YOUR INSTRUCTIONS ::
Please set out all of the material below as a Markdown table with the columns Row and Line, one numbered row per line, with blank lines omitted.

TASK DATA ::
--------------------------------
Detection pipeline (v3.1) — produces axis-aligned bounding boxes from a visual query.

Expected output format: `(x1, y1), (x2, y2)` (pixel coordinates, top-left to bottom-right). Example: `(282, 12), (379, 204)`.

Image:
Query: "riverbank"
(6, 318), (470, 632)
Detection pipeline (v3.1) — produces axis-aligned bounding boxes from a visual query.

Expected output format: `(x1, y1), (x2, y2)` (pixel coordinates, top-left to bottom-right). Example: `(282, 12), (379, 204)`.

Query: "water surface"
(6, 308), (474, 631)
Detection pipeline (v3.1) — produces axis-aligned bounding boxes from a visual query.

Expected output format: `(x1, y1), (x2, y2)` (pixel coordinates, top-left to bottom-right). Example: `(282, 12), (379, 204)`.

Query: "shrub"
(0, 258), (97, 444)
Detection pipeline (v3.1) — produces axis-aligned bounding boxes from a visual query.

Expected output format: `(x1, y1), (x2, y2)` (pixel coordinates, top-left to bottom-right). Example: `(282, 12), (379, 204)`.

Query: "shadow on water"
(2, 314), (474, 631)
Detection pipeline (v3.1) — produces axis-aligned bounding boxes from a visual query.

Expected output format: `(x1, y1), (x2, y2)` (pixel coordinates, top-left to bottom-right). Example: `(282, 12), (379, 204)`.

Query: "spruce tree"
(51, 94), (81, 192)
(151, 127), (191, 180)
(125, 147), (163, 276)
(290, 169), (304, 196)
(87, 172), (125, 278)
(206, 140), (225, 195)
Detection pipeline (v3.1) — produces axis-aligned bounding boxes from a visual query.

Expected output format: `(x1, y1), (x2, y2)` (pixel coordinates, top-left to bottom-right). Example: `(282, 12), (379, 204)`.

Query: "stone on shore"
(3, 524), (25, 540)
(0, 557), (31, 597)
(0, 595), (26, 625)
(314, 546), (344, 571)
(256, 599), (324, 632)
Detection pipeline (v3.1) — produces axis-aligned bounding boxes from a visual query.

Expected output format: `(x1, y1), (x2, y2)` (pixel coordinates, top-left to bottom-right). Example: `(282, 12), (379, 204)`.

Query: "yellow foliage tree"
--------------------------------
REPLY ::
| Row | Line |
|---|---|
| 1 | Detection pipeline (v3.1) — produces axis-aligned bounding boxes from a visual query. |
| 2 | Expected output format: `(x1, y1), (x2, y2)` (pixel coordinates, top-left to bottom-right). Example: `(282, 12), (379, 204)`. |
| 3 | Image: |
| 4 | Query: "riverbank" |
| 5 | (6, 318), (470, 632) |
| 6 | Detection pipeline (v3.1) — produces axis-aligned bounding boxes from a visual query. |
| 7 | Expected output format: `(x1, y1), (x2, y2)` (pixel coordinates, top-left to bottom-right). Example: `(282, 12), (379, 204)`. |
| 8 | Query: "water surface" |
| 9 | (6, 308), (474, 631) |
| 10 | Detection pipeline (v3.1) — produces axis-aligned bounding boxes from a visual query. |
| 11 | Expected output format: `(x1, y1), (x2, y2)` (pixel coordinates, top-left to bottom-right). Example: `(282, 12), (379, 204)`. |
| 12 | Query: "shrub" |
| 13 | (0, 258), (97, 444) |
| 14 | Detection pipeline (v3.1) — produces axis-aligned bounding boxes from a visual query. |
| 15 | Expected output format: `(x1, y1), (x2, y2)` (pixel coordinates, top-left to bottom-right). Example: `(282, 12), (379, 204)`. |
| 16 | Query: "shadow on water" |
| 17 | (2, 314), (474, 631) |
| 18 | Detection pipeline (v3.1) — produces axis-aligned bounding boxes from a visual query. |
| 19 | Expected output format: `(x1, y1), (x2, y2)` (pixel coordinates, top-left to bottom-right). Example: `(282, 12), (379, 204)`. |
| 20 | Query: "spruce tree" |
| 21 | (51, 94), (81, 192) |
| 22 | (151, 127), (191, 180) |
| 23 | (125, 147), (163, 276) |
| 24 | (290, 169), (304, 196) |
| 25 | (87, 172), (125, 278) |
| 26 | (206, 140), (225, 195) |
| 27 | Detection pipeline (v3.1) — produces axis-aligned bounding boxes from a visual query. |
| 28 | Expected output format: `(x1, y1), (x2, y2)` (pixel coordinates, top-left to bottom-right). Example: `(282, 12), (379, 204)`. |
| 29 | Query: "stone on shore" |
| 30 | (3, 524), (25, 540) |
| 31 | (0, 557), (31, 597) |
| 32 | (0, 595), (26, 625) |
| 33 | (314, 546), (344, 571) |
| 34 | (256, 599), (324, 632) |
| 35 | Detection pipeline (v3.1) — produces axis-aligned bounding boxes from a visual query. |
| 36 | Expected output format: `(x1, y1), (x2, y2)` (pixel coordinates, top-left to bottom-right). Example: `(282, 12), (379, 204)`. |
| 37 | Query: "yellow foliage tree" |